MATERIAL SUPPLIED -
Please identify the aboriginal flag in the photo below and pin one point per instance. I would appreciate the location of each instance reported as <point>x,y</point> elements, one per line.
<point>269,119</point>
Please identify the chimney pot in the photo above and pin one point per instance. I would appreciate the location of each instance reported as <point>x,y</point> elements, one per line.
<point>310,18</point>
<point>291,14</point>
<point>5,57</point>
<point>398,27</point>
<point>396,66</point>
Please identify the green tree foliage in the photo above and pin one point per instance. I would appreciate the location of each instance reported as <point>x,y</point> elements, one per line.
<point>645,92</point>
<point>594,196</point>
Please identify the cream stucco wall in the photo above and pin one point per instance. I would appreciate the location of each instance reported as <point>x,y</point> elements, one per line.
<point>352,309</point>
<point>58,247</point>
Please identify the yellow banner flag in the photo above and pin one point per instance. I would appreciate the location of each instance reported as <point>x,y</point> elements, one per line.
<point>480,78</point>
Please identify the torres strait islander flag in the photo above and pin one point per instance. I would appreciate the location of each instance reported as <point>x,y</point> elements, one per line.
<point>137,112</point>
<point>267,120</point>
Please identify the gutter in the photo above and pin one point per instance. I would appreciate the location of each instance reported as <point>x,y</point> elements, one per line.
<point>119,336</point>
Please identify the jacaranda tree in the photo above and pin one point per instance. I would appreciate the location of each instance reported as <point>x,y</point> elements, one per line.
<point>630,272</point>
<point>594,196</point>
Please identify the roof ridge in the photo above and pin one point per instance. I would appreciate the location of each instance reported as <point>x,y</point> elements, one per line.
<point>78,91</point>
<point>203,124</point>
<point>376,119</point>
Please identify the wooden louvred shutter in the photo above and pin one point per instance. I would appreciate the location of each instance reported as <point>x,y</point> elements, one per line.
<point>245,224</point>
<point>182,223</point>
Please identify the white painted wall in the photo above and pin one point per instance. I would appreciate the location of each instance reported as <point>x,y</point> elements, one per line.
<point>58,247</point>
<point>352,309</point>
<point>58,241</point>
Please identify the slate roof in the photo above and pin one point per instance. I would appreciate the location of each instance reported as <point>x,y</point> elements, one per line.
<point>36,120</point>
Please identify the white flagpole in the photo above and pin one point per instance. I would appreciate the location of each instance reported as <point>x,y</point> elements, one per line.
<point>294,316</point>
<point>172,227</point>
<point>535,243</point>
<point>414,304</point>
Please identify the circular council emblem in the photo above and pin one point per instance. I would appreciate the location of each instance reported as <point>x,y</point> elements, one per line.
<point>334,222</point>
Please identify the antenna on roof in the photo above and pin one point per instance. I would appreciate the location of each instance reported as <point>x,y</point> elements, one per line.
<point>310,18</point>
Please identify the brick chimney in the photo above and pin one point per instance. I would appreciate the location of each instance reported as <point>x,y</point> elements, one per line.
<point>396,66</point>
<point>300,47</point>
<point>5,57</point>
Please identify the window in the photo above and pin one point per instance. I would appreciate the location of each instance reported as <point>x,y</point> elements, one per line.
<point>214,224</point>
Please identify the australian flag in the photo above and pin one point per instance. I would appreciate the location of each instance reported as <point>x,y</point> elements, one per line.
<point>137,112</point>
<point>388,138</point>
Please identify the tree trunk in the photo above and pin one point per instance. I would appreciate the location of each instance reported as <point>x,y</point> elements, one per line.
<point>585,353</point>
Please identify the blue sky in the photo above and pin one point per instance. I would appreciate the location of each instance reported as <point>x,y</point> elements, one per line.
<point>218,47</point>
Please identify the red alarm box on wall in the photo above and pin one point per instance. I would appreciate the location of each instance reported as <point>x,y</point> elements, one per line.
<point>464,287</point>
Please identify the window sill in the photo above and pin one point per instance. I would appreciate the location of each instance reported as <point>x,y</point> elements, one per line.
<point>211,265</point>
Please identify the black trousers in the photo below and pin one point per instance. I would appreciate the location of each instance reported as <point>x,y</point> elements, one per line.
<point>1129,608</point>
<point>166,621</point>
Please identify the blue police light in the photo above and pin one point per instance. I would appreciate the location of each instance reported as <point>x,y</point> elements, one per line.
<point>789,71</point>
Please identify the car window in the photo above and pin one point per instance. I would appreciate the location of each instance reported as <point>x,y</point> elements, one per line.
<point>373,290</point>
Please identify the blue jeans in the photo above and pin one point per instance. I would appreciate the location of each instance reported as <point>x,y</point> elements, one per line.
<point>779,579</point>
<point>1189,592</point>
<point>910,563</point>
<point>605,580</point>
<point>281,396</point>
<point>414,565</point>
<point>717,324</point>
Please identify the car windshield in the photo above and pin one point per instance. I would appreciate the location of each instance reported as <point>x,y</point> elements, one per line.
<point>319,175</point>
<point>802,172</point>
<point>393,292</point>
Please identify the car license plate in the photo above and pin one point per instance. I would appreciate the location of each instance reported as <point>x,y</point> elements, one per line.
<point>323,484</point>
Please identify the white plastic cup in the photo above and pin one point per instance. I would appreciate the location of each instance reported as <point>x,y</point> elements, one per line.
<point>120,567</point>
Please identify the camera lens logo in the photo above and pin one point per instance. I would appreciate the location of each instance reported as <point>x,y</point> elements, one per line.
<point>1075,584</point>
---
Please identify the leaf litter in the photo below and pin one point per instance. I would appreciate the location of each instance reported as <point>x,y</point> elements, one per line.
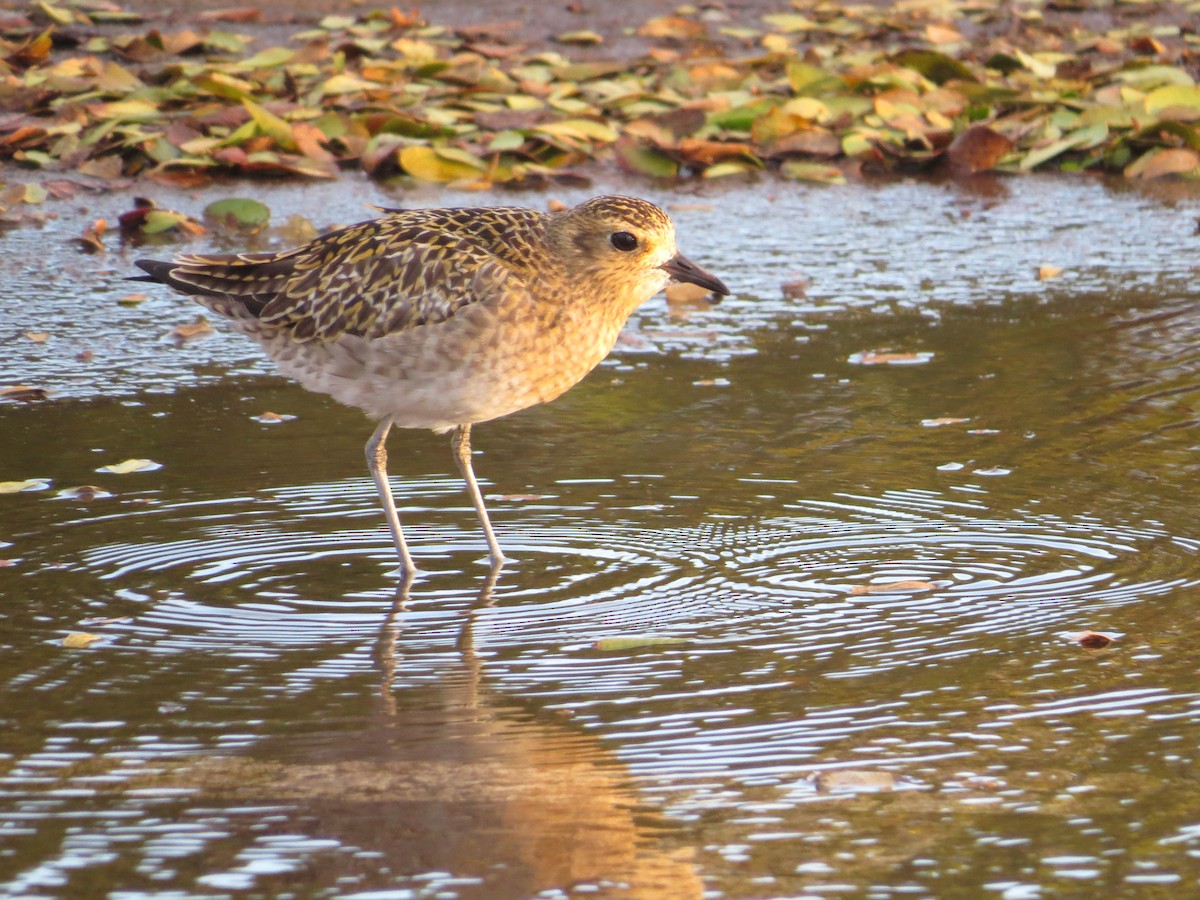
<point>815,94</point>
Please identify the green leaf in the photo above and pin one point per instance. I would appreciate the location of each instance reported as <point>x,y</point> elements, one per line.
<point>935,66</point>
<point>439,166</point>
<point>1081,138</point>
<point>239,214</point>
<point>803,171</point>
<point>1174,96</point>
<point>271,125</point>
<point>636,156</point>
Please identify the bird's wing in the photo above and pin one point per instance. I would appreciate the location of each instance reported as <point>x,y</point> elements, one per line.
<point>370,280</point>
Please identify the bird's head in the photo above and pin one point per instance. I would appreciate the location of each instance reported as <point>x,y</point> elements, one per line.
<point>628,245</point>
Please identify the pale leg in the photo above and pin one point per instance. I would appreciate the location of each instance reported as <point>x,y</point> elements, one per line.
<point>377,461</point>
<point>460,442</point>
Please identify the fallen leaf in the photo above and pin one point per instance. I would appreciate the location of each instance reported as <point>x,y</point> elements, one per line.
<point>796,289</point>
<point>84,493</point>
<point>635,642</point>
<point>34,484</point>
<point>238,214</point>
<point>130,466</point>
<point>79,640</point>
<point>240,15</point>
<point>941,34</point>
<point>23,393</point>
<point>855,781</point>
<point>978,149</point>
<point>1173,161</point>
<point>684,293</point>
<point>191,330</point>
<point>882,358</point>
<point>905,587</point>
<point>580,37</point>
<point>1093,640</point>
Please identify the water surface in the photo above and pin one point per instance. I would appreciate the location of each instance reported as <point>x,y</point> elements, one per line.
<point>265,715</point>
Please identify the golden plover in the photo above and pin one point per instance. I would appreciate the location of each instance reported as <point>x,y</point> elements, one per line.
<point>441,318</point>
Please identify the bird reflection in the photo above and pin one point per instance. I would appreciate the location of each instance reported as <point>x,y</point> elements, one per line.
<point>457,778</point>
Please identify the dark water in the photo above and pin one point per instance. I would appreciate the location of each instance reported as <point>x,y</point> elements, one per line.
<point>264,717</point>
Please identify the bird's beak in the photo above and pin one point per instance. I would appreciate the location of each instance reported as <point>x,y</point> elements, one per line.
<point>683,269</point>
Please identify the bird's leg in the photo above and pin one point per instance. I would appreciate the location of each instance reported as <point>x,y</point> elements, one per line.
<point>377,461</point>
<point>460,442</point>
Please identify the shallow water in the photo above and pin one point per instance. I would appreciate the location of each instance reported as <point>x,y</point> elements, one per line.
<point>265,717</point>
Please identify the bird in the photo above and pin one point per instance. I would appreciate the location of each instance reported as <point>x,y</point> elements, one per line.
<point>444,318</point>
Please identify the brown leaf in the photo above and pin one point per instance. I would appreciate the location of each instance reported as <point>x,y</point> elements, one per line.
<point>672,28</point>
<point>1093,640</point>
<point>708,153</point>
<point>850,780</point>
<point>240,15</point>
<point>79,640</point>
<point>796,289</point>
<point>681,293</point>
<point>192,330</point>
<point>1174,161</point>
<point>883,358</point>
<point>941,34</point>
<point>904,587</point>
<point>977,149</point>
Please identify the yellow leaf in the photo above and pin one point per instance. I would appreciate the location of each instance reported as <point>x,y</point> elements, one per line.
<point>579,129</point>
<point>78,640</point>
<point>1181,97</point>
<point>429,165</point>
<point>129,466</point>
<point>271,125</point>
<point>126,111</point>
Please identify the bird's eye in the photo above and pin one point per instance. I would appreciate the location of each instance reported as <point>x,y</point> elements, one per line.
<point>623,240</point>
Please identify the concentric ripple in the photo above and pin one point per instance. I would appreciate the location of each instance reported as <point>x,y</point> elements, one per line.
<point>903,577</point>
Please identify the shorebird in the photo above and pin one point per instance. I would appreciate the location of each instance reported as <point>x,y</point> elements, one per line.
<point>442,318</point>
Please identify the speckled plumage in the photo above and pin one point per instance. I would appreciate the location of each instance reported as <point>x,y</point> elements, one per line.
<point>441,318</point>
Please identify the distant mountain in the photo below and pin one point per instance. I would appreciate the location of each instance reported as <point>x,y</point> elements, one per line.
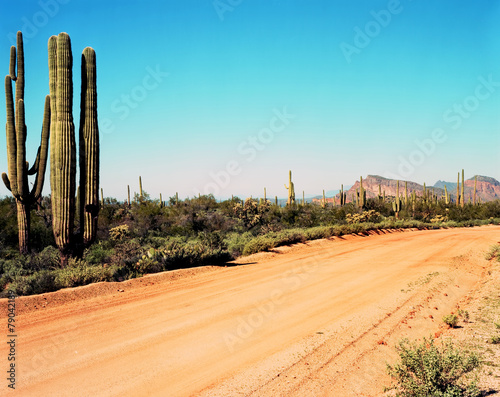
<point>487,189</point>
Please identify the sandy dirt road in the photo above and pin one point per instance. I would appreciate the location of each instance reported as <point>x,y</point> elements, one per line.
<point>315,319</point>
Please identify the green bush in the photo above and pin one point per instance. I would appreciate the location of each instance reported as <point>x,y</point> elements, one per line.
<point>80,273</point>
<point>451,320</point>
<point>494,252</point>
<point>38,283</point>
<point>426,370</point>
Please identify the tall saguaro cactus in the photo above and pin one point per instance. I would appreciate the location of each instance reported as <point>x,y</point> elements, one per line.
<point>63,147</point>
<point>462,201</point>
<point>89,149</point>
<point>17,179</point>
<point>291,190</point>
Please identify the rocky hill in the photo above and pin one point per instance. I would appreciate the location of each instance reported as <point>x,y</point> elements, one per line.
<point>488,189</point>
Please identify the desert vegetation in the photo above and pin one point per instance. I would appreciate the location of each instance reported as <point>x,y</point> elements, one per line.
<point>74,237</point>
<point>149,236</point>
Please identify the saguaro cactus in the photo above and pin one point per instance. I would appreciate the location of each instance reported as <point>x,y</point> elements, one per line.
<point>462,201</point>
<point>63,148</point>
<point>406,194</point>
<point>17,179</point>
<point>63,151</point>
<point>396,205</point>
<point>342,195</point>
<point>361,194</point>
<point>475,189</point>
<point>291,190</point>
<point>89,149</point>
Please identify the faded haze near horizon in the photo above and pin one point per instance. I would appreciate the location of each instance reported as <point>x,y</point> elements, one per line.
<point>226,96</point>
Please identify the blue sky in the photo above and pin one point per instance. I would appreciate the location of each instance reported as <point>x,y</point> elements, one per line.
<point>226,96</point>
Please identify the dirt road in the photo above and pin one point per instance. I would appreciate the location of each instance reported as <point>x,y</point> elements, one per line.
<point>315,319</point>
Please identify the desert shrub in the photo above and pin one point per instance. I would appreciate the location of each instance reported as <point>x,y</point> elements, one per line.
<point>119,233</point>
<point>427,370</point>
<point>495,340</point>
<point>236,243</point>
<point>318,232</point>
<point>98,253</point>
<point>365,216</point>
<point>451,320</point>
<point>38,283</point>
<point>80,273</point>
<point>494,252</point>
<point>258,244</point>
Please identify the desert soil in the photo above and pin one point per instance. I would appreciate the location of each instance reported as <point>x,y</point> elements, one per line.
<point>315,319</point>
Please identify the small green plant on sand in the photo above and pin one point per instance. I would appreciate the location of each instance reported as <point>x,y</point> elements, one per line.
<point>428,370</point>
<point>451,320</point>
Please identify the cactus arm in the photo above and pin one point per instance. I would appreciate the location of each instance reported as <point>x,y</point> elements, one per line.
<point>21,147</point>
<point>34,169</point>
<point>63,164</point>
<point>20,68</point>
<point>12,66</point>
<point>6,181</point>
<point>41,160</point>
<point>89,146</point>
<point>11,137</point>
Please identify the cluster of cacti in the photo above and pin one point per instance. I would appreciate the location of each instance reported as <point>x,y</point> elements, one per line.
* * *
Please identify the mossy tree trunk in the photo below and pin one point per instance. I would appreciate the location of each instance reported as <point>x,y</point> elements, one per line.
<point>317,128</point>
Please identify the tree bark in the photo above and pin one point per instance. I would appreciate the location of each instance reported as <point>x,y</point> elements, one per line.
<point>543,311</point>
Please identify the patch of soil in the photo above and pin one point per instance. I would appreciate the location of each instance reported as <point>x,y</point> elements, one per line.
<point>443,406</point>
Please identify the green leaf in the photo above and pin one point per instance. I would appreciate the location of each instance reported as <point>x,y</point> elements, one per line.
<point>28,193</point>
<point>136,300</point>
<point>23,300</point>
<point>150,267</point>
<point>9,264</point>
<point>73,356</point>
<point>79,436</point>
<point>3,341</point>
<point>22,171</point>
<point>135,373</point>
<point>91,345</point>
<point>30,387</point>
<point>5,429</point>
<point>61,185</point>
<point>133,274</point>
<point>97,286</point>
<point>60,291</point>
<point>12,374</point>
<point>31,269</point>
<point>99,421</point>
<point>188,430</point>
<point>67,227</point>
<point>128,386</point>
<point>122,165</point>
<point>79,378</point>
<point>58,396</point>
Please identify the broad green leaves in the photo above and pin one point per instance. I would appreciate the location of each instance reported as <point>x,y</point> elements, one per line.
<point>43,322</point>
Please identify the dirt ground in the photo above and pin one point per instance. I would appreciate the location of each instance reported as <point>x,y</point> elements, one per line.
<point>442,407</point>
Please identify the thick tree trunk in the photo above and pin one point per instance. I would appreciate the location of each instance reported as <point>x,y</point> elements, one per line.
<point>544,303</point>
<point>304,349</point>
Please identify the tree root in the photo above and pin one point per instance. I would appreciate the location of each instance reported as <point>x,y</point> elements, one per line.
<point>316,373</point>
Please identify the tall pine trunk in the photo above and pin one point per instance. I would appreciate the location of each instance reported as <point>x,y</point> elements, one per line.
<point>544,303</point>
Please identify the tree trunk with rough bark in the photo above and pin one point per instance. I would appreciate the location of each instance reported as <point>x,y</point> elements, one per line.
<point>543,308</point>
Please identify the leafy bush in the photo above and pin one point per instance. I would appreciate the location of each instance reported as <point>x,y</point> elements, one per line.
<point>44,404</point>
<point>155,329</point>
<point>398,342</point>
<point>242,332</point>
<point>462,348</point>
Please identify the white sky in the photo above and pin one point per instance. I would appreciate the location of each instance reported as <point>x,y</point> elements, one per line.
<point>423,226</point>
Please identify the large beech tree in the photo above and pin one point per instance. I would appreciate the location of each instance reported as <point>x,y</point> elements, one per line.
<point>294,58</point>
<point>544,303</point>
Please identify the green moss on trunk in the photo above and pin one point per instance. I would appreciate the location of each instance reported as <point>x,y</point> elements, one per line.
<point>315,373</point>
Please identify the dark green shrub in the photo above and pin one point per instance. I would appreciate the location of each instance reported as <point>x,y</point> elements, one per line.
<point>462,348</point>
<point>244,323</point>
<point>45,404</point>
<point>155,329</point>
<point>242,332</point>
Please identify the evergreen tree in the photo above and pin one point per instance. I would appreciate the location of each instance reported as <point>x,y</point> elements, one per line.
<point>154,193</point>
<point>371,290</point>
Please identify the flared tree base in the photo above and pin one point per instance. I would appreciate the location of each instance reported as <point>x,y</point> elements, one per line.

PROBLEM - Extract the records verbatim, from the line containing "Please identify the speckled" up to and including the line containing "<point>487,189</point>", and leave the pictures out of the output.

ANSWER FOR THIS EXERCISE -
Please identify the speckled plumage in the photo above and pin one point per instance. I would appreciate the location of each instance reported as <point>x,y</point> elements, one per line.
<point>441,318</point>
Please identify the distant mountain in the photo below and pin one point per instance. I would appreciate the location of each instance reported as <point>x,y</point> elements, one per line.
<point>487,189</point>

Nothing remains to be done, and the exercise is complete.